Atoms in an External Magnetic Field

POSTER

Abstract

The splitting of the spectral lines of atomic system in an external magnetic field is not a usual intraatomic transition. It would not take place in the case of the fundamental symmetry between electricity and magnetism being wholly absent. Therefore, we accept that each particle of electric mass and charge says in favor of a kind of monoparticle with magnetic mass and charge. Any monophoton may serve as one of the quanta of a magnetic field. A unity of symmetry laws of elementary monoparticles splits one monophoton state into a mononeutrino pair. Another monophoton state of the same magnetic field is split into a mononeutron pair. Thus, the monophoton field is transformed into a monoatomic field so that its monoquanta $Fn_{1}^{1}$ and ${\bar Fn_{1}^{1}},$ namely, the Al-Fargoniy monohydrogen and antimonohydrogen relate one pair of mononeutrinos to another pair of mononeutrons as a consequence of a grand synthesis of mononuclei. If an atom now interacts with a magnetic field, it can be converted at first into a monoatom and, next, the latter at the new level encounters quanta of this field. The set of collisions carrying out in a monoatomic field constitutes a monoisotopic family that was identified by Zeeman as a splitting of the spectral lines of an atom in a magnetic field.

(Provided data):
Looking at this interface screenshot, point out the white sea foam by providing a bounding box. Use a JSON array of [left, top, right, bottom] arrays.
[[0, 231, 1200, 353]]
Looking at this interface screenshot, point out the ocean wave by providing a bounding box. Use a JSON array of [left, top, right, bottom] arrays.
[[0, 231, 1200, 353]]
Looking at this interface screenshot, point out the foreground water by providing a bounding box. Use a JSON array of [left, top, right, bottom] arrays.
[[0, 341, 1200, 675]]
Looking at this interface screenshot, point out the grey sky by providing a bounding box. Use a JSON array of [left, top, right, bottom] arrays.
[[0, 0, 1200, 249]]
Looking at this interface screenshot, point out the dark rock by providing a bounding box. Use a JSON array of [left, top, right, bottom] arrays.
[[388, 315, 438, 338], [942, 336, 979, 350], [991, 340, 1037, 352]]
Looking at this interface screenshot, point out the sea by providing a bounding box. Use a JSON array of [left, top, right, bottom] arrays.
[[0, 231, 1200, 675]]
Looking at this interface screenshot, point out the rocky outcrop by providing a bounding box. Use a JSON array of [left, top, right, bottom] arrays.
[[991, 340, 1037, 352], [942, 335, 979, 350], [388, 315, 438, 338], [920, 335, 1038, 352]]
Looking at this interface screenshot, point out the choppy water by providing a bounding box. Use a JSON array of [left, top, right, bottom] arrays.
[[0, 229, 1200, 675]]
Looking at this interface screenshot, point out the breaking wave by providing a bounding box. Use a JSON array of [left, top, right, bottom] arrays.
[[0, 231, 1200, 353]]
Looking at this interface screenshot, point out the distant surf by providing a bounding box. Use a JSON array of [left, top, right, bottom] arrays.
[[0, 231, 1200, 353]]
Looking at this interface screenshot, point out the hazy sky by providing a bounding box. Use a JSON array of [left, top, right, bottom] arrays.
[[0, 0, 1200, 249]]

(Problems to work on):
[1] According to the given text on atoms in an external magnetic field, who identified the monoisotopic family as a splitting of an atom's spectral lines in a magnetic field?
[2] Convert every line of the records into a JSON list of strings, one string per line, omitting blank lines.

(Outputs):
[1] Zeeman

[2]
[
  "Looking at this interface screenshot, point out the white sea foam by providing a bounding box. Use a JSON array of [left, top, right, bottom] arrays.",
  "[[0, 231, 1200, 353]]",
  "Looking at this interface screenshot, point out the ocean wave by providing a bounding box. Use a JSON array of [left, top, right, bottom] arrays.",
  "[[0, 231, 1200, 353]]",
  "Looking at this interface screenshot, point out the foreground water by providing a bounding box. Use a JSON array of [left, top, right, bottom] arrays.",
  "[[0, 341, 1200, 675]]",
  "Looking at this interface screenshot, point out the grey sky by providing a bounding box. Use a JSON array of [left, top, right, bottom] arrays.",
  "[[0, 0, 1200, 249]]",
  "Looking at this interface screenshot, point out the dark rock by providing a bounding box. Use a JSON array of [left, top, right, bottom] arrays.",
  "[[388, 315, 438, 338], [942, 336, 979, 350], [991, 340, 1037, 352]]",
  "Looking at this interface screenshot, point out the sea by providing a bounding box. Use a JSON array of [left, top, right, bottom] arrays.",
  "[[0, 231, 1200, 675]]",
  "Looking at this interface screenshot, point out the rocky outcrop by providing a bounding box. Use a JSON array of [left, top, right, bottom] arrays.",
  "[[991, 340, 1037, 352], [942, 335, 979, 350], [388, 315, 438, 338], [920, 335, 1038, 352]]",
  "Looking at this interface screenshot, point out the choppy water by providing a bounding box. Use a JSON array of [left, top, right, bottom] arrays.",
  "[[0, 229, 1200, 675]]",
  "Looking at this interface screenshot, point out the breaking wave by providing a bounding box. Use a JSON array of [left, top, right, bottom] arrays.",
  "[[0, 231, 1200, 353]]",
  "Looking at this interface screenshot, point out the distant surf by providing a bounding box. Use a JSON array of [left, top, right, bottom] arrays.",
  "[[0, 231, 1200, 353]]",
  "Looking at this interface screenshot, point out the hazy sky by providing a bounding box. Use a JSON array of [left, top, right, bottom] arrays.",
  "[[0, 0, 1200, 249]]"
]